== DATA RECORDS ==

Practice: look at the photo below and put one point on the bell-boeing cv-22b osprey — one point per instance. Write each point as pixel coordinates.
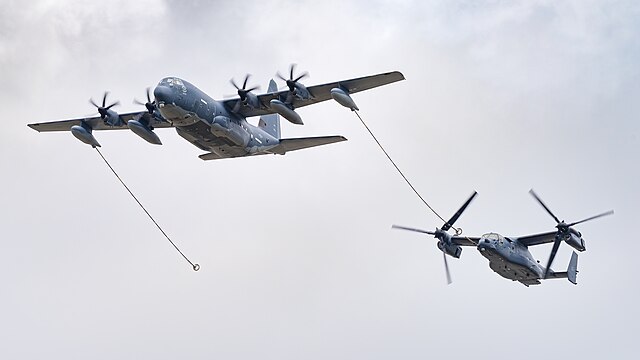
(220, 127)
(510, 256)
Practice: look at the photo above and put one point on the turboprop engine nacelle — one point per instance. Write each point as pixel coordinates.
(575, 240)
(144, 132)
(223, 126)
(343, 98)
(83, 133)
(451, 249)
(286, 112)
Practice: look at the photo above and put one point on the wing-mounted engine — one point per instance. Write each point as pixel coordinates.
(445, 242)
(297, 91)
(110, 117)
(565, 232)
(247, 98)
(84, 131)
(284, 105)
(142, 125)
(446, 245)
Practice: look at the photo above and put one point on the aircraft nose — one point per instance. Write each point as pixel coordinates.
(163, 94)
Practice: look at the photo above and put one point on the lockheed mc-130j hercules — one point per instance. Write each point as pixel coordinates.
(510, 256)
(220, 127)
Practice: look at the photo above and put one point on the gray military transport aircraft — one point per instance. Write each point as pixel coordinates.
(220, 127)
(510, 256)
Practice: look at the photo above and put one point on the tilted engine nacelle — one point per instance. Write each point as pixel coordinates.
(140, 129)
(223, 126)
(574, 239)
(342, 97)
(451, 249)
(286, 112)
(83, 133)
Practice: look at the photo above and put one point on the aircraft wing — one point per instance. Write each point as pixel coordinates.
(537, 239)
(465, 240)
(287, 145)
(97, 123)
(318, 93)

===
== DATA RECORDS ==

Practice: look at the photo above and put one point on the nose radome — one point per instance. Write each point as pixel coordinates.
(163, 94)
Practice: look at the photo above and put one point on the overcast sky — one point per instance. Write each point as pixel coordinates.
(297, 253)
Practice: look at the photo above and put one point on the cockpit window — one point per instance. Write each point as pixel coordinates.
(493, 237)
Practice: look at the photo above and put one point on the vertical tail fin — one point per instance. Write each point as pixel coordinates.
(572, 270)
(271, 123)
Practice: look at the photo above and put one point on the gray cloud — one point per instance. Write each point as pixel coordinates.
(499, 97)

===

### EXERCISE TASK
Pull out each line in the records above that contains the word "aircraft".

### RESULT OF THE EXERCISE
Practice: look at the photo above and put one point on the aircraft nose — one point per instance. Write each point as pixel coordinates.
Practice: look at the photo above and put one point on the gray military transport aircraft — one point per instance. Write each point as pixel coordinates.
Practice: look at the photo above and put one point on the aircraft wing — one point per instance. Write each point as pixel coordinates.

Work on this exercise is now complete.